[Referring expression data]

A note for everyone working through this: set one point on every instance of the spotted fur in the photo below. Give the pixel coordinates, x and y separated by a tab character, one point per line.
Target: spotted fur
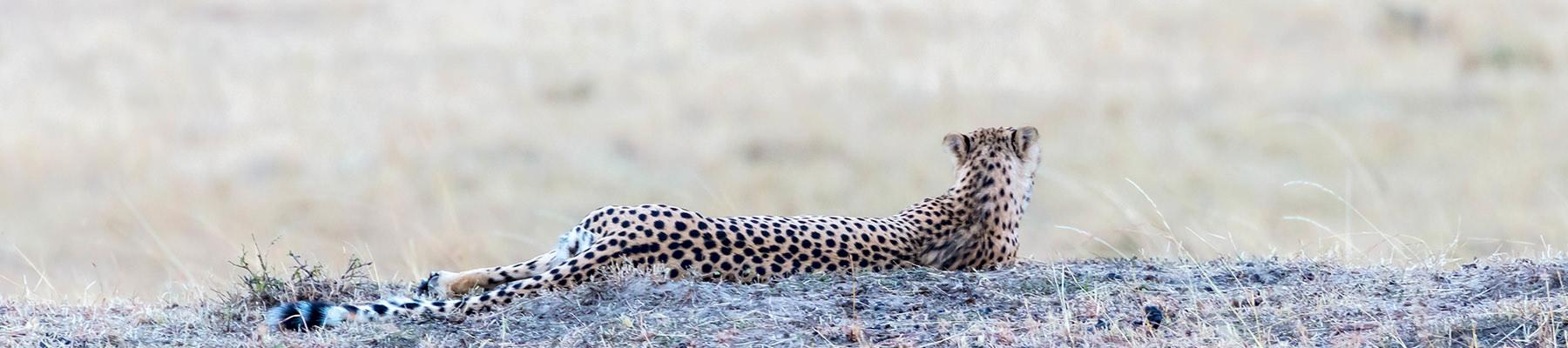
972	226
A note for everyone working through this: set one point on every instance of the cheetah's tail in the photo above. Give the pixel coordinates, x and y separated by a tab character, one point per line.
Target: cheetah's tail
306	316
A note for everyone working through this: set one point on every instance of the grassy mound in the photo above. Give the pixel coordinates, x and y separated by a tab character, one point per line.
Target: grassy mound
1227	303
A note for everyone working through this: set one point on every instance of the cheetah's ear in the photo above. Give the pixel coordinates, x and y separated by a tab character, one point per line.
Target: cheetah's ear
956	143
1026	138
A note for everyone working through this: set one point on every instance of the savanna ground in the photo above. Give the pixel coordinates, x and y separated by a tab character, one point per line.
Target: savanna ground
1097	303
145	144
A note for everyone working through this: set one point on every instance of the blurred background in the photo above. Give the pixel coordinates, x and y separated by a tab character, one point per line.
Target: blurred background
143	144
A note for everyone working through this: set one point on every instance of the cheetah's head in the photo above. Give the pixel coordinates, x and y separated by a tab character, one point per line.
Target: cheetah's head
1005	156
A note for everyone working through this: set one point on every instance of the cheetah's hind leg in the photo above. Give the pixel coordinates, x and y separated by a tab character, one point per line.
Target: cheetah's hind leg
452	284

==

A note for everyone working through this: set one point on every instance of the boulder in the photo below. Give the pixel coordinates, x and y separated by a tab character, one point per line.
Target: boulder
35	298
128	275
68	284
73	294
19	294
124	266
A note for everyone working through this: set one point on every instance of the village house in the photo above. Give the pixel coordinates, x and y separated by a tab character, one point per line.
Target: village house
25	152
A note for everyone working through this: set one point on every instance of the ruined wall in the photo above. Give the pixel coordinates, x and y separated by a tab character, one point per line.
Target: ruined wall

--

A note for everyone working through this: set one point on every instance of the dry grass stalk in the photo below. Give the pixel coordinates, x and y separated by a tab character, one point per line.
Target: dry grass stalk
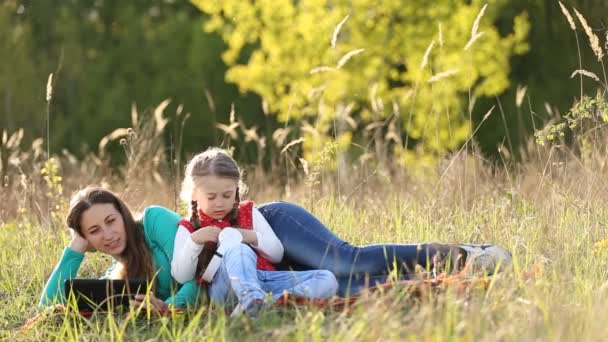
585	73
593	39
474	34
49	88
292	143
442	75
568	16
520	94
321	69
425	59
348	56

• The task
Lines in the data that hold "wall" are to be counted, and the number alone reported.

• Reply
2